◆ What you will do
a – Print the passage of the potential divider thread from "Potential divider problem" up to and including "of 75 ohms??", copying it word for word.
b – Carry on the potential divider thread from the point where it stops.

◆ Extract
===

Potential divider problem

[KrisBlueNZ]

Yes thanks for the response, it absolutely makes sense. One other thing though if I may ask, if we pretend R2 isn't there, why are we calculating total resistance of R1 and R3 as though they were in parallel, afterall when we pretend that R2 is not there, aren't R1 and R3 in series and total up to 400 ohms instead of 75 ohms??

That's how Thevenin equivalents work. Here's a simple example that should make it clear:

. . . . . . . . . . . 2k . . . . . . . . . . 2k
+10V -----------\/\/\/\/\/--------------\/\/\/\/\/------------ 0V
. . . . . . . . . . . . . . . . . . |
. . . . . . . . . . . . . . . . . . ------ point "X"

There are two 2k resistors connected in series across a 10V power source. They act as a voltage divider, so point "X" will sit at +5V (assuming nothing else is connected to point "X" to affect the voltage).

===

◆ Data lines
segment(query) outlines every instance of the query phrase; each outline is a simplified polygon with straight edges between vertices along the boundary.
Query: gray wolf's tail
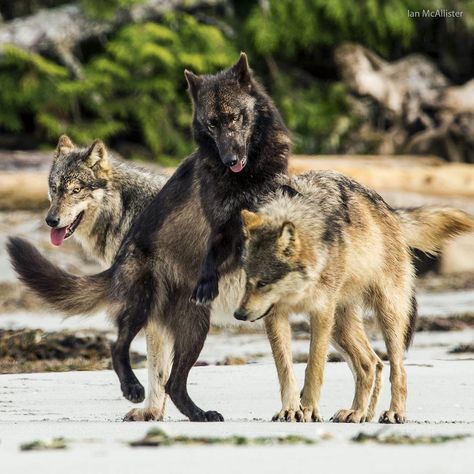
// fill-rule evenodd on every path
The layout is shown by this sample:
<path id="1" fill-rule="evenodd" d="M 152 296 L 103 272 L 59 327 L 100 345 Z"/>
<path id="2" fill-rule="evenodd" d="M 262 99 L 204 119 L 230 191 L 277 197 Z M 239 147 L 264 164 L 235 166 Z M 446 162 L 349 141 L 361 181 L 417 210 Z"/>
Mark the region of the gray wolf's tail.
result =
<path id="1" fill-rule="evenodd" d="M 418 207 L 396 212 L 408 245 L 429 254 L 440 252 L 452 237 L 474 231 L 474 218 L 452 207 Z"/>
<path id="2" fill-rule="evenodd" d="M 418 207 L 397 209 L 402 231 L 410 247 L 429 254 L 440 252 L 452 237 L 474 231 L 474 218 L 451 207 Z M 412 299 L 410 322 L 406 329 L 405 346 L 408 349 L 415 332 L 416 299 Z"/>
<path id="3" fill-rule="evenodd" d="M 107 303 L 108 270 L 91 276 L 71 275 L 19 237 L 9 238 L 7 250 L 18 278 L 53 309 L 67 315 L 87 314 Z"/>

===

◆ Answers below
a –
Potential divider problem

[KrisBlueNZ]

Yes thanks for the response, it absolutely makes sense. One other thing though if I may ask, if we pretend R2 isn't there, why are we calculating total resistance of R1 and R3 as though they were in parallel, afterall when we pretend that R2 is not there, aren't R1 and R3 in series and total up to 400 ohms instead of 75 ohms??

b –
This circuit has a "Thevenin equivalent" - it is equivalent to a +5V voltage connected through a resistance to point "X". This resistance is calculated as the PARALLEL combination of the two resistances. 2k in parallel with 2k is 1k.

The Thevenin equivalent of the circuit above is:

. . . . . . . . . . 1k
+5V -----------\/\/\/\/\/--------- point "X"

 

[24Volts]

So, its the resistance as seen from point X !

Got it!

One last question KrisBlueNZ.

If my 2nd voltage was +5VDC instead of -5 VDC, Vnode would be 6.818 VDC right?

Thanks KrisBlueNZ

 

[(*steve*)]

24Volts, you need to sum the currents, so its i1 + i2 + i3 = 0

It's equal to zero because KCL says that if you look at any node, the sum of the currents flowing into that node equal the sum of currents flowing out of that node. If you sum all of those currents you get zero.

Now to do this, you MUST decide that if currents flowing into the node are positive, then currents flowing out are negative.

In Harald's diagram, you will note that he has drawn all the currents as flowing toward the node. This means they MUST sum to zero. So you simply add them up.

That's pure KCL and it doesn't get you all the way to a solution, in fact it leaves you with an equation that has several unknowns.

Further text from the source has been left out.